-- What to work on --
Pick each line containing the word "pixel" out of the data below.

*** Dataset Section Begins ***

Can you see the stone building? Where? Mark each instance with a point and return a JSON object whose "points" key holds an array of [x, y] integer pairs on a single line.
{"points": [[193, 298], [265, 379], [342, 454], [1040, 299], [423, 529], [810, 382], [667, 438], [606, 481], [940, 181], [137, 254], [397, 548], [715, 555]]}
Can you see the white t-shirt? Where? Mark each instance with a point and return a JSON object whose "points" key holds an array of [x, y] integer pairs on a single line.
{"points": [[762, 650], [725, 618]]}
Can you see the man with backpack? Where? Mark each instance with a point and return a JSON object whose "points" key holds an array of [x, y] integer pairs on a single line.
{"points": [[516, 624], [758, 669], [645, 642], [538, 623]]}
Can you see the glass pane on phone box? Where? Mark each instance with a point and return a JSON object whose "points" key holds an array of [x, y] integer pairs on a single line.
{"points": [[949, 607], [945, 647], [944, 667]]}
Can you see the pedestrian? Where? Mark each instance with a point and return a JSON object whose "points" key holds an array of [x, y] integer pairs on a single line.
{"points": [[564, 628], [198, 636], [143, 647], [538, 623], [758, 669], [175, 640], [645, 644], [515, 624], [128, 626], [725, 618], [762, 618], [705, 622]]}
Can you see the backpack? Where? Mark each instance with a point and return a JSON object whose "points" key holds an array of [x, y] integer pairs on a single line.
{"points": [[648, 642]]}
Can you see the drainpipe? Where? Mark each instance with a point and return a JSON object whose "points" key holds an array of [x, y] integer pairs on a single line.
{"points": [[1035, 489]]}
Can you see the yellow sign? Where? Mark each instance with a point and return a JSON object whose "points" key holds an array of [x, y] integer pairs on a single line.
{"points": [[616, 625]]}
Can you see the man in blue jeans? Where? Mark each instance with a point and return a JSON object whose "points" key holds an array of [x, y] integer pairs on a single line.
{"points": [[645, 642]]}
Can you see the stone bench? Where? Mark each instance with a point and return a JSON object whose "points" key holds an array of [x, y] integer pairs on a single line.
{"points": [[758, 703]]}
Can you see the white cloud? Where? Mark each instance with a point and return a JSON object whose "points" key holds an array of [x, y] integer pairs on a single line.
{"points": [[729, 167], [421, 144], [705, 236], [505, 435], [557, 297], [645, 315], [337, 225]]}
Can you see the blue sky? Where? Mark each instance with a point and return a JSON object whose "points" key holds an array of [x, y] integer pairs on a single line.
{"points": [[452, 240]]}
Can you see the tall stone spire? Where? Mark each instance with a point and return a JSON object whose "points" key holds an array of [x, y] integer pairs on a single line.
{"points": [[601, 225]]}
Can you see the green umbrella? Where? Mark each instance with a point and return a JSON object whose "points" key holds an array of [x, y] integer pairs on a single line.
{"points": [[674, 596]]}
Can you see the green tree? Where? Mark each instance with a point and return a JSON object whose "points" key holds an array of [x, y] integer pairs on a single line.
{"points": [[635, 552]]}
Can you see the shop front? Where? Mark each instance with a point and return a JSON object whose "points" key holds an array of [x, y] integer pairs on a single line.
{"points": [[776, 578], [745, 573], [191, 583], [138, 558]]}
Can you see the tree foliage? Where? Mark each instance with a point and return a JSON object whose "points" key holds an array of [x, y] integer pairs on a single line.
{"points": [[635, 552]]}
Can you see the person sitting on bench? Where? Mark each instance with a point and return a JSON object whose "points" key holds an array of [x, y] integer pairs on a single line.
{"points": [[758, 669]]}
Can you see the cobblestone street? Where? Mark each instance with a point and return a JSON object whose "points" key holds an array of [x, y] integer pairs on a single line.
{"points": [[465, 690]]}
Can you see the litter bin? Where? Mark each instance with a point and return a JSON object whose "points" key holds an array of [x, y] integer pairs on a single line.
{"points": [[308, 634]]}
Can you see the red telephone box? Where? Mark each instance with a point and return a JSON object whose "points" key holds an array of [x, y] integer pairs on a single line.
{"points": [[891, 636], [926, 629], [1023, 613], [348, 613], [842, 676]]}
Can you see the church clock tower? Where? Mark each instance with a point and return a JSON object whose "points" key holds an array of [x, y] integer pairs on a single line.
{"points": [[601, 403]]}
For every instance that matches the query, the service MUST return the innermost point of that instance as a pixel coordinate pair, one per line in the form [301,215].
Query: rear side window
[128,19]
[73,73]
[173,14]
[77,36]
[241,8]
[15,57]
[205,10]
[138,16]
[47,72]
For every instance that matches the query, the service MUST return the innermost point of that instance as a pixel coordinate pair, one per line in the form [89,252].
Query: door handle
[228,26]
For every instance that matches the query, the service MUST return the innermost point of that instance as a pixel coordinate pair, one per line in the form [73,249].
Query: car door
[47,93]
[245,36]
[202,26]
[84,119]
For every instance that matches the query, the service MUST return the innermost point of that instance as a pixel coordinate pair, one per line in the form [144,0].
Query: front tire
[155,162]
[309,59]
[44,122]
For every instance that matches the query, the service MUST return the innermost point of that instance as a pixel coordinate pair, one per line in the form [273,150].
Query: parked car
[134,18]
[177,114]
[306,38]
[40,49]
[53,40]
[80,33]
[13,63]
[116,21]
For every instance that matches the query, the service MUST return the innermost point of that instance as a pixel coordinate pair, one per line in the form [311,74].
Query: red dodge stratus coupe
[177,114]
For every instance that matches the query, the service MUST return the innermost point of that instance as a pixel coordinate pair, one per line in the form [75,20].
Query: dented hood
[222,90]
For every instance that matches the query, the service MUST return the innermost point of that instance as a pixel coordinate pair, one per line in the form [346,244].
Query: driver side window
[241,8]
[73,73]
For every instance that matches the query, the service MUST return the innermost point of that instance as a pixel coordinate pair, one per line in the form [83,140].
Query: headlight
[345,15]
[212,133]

*** Dataset Section Ends ***

-- Task output --
For every instance that matches the query, the service MUST return the innermost point of that instance as a pixel coordinate pair, one per line in the form [301,215].
For every instance that matches the query, the service MUST return the innermost point of that instance as a pixel coordinate pair, one per line in the form [89,252].
For every instance that matches the query, the service MUST return the innermost point of that instance as a pixel coordinate pair, one per line in the form [73,249].
For every instance that matches the query, the service MUST return the innermost point of that instance as a pixel coordinate pair, one per line in the form [144,0].
For every instance that matches the query, the service MUST return the innermost point of that instance as a pixel coordinate pair, one per line in the form [273,150].
For every instance that matches the query, the service MUST return the innermost point of that instance as a pixel coordinate pair, one per line in the form [311,74].
For every instance that matches the query, the service MUST return the innermost point of that instance as a pixel coordinate pair, one per line in the form [75,20].
For every instance that matches the query, the service MUST return the innermost point of that instance as a pixel coordinate pair, one per line in the form [346,244].
For every instance that matches the query, the service MUST return the innermost point of that instance as a pixel coordinate pair, one per line in the form [83,140].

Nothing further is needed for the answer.